- _SHORT TASK_
Copy out only those lines running from the line with "the tram roof" to the end of the listing, keeping each one exactly as it is.

- _EXCERPTED DATA_
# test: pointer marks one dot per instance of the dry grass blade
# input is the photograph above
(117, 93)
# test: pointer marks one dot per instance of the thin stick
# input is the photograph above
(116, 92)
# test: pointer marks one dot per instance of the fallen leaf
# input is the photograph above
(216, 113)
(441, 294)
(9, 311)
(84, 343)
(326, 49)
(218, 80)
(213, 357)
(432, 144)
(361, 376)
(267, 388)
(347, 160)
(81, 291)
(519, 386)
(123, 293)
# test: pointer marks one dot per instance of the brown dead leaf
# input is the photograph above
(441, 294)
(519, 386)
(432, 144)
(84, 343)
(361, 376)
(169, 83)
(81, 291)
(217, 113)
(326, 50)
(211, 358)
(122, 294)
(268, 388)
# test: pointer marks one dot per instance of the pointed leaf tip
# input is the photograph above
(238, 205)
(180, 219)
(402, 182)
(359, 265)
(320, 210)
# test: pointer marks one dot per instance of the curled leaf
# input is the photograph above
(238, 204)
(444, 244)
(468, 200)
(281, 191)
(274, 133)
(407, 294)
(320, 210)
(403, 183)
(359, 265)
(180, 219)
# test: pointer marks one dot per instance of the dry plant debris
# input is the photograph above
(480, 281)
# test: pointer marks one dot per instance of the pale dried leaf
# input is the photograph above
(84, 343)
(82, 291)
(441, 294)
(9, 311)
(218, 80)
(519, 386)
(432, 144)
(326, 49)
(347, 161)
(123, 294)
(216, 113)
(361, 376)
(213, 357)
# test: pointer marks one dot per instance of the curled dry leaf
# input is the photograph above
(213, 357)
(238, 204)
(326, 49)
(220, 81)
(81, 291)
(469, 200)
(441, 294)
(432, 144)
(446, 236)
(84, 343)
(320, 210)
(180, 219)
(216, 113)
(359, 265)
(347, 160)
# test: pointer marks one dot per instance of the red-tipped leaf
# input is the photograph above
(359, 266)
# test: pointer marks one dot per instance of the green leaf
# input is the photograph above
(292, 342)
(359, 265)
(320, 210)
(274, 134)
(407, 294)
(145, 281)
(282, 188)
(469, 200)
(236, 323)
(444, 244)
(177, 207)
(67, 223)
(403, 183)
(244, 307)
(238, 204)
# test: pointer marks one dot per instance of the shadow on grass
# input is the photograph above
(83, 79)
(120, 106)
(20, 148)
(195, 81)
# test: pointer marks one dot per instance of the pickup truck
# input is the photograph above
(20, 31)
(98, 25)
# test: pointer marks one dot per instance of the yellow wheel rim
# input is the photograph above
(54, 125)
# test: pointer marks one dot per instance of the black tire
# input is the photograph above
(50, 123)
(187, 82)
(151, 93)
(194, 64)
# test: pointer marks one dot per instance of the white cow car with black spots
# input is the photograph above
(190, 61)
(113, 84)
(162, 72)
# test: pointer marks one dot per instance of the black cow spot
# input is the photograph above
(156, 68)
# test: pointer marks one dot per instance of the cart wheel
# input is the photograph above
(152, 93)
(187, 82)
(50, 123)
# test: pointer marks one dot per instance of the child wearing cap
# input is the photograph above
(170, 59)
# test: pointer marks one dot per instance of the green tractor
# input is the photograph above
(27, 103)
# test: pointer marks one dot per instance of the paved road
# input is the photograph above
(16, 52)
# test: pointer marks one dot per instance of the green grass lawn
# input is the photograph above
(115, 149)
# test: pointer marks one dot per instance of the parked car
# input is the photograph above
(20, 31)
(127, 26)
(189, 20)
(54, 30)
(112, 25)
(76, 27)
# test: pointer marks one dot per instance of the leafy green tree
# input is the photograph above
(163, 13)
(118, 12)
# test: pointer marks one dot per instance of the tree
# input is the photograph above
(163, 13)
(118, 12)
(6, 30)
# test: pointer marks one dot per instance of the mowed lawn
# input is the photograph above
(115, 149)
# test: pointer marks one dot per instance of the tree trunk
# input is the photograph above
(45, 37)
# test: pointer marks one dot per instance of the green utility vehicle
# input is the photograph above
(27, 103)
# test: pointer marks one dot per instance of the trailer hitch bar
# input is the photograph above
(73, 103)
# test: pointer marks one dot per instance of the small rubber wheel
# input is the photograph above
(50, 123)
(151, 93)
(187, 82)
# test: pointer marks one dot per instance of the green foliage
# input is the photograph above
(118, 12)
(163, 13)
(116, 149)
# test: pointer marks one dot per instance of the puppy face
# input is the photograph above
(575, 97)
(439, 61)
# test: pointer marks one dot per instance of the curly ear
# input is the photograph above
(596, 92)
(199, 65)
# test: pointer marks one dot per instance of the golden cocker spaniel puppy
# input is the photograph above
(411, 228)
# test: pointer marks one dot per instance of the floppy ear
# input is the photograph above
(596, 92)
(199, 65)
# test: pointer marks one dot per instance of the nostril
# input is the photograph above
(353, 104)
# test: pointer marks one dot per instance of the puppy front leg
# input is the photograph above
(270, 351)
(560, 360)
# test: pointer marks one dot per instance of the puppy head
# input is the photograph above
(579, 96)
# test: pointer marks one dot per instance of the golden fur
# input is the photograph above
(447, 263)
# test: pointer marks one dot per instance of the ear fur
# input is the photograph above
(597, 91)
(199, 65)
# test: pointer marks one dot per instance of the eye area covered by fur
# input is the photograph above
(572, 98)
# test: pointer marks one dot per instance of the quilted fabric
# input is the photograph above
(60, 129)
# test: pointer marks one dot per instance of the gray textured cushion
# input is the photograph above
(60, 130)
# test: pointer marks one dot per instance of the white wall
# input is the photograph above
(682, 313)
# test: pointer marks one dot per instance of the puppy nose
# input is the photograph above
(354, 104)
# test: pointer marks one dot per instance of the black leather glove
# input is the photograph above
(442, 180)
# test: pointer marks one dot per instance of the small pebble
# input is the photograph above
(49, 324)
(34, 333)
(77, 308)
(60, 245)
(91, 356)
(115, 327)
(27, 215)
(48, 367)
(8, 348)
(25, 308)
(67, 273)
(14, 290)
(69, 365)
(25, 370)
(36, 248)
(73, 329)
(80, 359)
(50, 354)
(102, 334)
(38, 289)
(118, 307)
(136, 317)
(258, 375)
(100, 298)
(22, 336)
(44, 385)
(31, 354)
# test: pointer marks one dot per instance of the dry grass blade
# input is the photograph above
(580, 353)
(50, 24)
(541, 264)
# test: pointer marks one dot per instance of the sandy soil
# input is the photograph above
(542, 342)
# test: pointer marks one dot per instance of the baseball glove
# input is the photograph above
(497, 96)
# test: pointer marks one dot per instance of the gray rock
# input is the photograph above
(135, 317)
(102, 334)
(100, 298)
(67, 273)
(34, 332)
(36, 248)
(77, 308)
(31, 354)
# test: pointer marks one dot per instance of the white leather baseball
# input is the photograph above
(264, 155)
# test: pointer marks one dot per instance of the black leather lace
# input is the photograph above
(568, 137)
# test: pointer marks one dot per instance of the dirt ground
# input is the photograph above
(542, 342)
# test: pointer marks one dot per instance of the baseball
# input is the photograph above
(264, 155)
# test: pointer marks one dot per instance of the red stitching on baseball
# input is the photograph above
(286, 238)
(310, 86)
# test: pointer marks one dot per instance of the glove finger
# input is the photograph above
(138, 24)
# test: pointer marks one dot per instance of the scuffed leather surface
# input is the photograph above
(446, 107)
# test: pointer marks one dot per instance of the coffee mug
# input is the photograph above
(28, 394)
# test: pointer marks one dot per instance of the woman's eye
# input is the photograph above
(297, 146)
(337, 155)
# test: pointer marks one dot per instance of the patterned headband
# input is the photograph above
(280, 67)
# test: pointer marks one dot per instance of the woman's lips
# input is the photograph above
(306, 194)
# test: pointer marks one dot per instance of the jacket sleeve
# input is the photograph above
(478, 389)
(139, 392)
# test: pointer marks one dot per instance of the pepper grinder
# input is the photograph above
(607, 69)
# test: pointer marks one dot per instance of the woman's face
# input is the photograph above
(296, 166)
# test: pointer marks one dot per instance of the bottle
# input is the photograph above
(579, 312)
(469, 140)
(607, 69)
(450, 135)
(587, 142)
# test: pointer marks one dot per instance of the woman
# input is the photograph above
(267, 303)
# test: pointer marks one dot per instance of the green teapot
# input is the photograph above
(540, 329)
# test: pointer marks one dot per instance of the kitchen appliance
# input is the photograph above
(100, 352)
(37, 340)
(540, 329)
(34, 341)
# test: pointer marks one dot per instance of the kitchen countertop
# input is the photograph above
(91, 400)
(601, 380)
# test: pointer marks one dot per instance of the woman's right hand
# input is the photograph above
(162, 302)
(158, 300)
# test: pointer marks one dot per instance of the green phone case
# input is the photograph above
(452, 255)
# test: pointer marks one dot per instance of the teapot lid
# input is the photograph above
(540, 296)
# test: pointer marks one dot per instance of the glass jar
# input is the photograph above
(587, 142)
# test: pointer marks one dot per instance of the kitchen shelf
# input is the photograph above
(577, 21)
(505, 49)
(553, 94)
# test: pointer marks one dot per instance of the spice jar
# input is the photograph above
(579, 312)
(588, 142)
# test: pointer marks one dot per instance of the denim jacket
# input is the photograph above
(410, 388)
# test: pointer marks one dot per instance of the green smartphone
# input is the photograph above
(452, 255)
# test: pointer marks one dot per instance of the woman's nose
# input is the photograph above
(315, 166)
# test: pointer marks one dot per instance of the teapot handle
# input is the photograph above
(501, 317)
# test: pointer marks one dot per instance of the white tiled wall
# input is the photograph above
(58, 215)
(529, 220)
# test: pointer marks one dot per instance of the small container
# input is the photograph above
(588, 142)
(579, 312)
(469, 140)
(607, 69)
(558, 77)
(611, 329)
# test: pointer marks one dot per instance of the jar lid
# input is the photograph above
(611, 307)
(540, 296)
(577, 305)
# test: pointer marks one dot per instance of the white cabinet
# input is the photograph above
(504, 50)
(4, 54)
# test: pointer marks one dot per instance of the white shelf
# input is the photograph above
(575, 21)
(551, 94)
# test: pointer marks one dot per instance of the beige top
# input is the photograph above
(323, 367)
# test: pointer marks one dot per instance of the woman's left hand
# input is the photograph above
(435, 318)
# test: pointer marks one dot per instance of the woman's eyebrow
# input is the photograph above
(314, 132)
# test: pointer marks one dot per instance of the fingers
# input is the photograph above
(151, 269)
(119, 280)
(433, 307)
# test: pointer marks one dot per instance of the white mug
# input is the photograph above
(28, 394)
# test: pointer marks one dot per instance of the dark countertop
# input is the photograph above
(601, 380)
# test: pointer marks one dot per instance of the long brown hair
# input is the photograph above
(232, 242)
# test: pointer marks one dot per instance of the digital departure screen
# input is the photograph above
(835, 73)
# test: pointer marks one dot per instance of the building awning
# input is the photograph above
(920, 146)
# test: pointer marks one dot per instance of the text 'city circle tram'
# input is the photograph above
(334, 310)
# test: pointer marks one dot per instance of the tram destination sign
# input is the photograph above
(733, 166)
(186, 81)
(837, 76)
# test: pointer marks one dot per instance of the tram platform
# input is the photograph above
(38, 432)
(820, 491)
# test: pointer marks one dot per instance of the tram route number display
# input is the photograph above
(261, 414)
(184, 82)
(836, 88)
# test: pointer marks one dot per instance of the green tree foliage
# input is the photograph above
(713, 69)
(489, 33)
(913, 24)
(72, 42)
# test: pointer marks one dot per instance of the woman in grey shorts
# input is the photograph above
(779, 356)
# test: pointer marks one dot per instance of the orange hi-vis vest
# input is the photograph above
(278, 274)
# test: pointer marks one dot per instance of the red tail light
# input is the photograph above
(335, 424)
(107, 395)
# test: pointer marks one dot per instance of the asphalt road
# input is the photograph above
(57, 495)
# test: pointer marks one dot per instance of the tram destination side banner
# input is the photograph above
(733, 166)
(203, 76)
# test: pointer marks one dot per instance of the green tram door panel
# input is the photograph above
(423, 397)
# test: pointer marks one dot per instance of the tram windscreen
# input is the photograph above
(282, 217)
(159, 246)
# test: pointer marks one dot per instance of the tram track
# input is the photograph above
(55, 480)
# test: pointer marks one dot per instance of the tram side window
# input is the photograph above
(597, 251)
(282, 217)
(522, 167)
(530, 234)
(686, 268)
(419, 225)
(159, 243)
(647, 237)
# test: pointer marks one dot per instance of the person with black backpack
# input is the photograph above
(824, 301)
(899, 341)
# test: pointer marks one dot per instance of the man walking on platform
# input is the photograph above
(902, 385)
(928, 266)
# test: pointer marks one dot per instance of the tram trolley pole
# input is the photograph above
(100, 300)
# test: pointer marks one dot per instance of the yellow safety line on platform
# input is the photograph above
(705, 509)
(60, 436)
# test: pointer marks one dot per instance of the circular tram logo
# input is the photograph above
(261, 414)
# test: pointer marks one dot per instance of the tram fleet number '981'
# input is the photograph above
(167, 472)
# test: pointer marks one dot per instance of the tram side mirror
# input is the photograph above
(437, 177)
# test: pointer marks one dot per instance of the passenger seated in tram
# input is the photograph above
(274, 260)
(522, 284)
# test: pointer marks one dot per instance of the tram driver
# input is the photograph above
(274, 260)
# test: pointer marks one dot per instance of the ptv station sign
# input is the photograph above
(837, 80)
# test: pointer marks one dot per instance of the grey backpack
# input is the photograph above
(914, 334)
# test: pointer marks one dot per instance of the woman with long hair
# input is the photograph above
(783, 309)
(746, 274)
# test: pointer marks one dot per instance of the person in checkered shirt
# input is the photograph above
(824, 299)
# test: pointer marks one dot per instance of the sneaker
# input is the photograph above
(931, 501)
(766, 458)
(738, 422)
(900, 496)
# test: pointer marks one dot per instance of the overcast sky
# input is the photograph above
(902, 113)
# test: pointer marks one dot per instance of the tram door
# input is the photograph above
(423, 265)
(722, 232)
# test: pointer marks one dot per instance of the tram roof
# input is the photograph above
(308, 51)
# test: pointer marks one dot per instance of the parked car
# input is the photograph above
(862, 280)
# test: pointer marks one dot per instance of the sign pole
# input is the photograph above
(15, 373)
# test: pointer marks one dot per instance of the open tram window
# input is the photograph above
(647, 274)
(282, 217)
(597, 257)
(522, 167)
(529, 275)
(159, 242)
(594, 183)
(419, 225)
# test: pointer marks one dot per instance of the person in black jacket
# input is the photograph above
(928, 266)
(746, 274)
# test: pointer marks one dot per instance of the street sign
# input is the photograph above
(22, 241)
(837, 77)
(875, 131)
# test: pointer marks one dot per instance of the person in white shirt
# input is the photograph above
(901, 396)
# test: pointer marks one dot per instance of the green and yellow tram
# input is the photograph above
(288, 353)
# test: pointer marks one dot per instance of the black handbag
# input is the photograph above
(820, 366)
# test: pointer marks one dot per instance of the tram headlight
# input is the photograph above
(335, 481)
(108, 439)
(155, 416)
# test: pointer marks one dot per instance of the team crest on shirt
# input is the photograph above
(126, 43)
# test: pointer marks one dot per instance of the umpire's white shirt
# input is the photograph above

- _THE OUTPUT_
# test: pointer marks one dot per instance of the tram roof
# input is the photograph above
(308, 51)
# test: pointer marks one dot per instance of the parked car
# input is the photograph above
(862, 280)
# test: pointer marks one dot per instance of the sign pole
# input is the photograph above
(15, 373)
# test: pointer marks one dot per instance of the open tram window
# input is the photograph above
(647, 274)
(282, 217)
(597, 257)
(522, 167)
(529, 275)
(159, 242)
(594, 183)
(419, 225)
# test: pointer marks one dot per instance of the person in black jacket
# input is the photograph above
(928, 266)
(746, 274)
# test: pointer marks one dot per instance of the street sign
# input is the photograph above
(22, 241)
(837, 77)
(875, 131)
# test: pointer marks one dot per instance of the person in white shirt
# input is the photograph above
(901, 396)
# test: pointer marks one dot per instance of the green and yellow tram
# input is the photograph above
(288, 353)
# test: pointer marks one dot per instance of the black handbag
# input is the photograph above
(820, 366)
# test: pointer marks one dot per instance of the tram headlight
# input is the photograph above
(335, 481)
(108, 439)
(155, 416)
# test: pointer marks one dot per instance of the team crest on shirt
# input is the photograph above
(126, 43)
# test: pointer marks one dot per instance of the umpire's white shirt
# input is the photograph above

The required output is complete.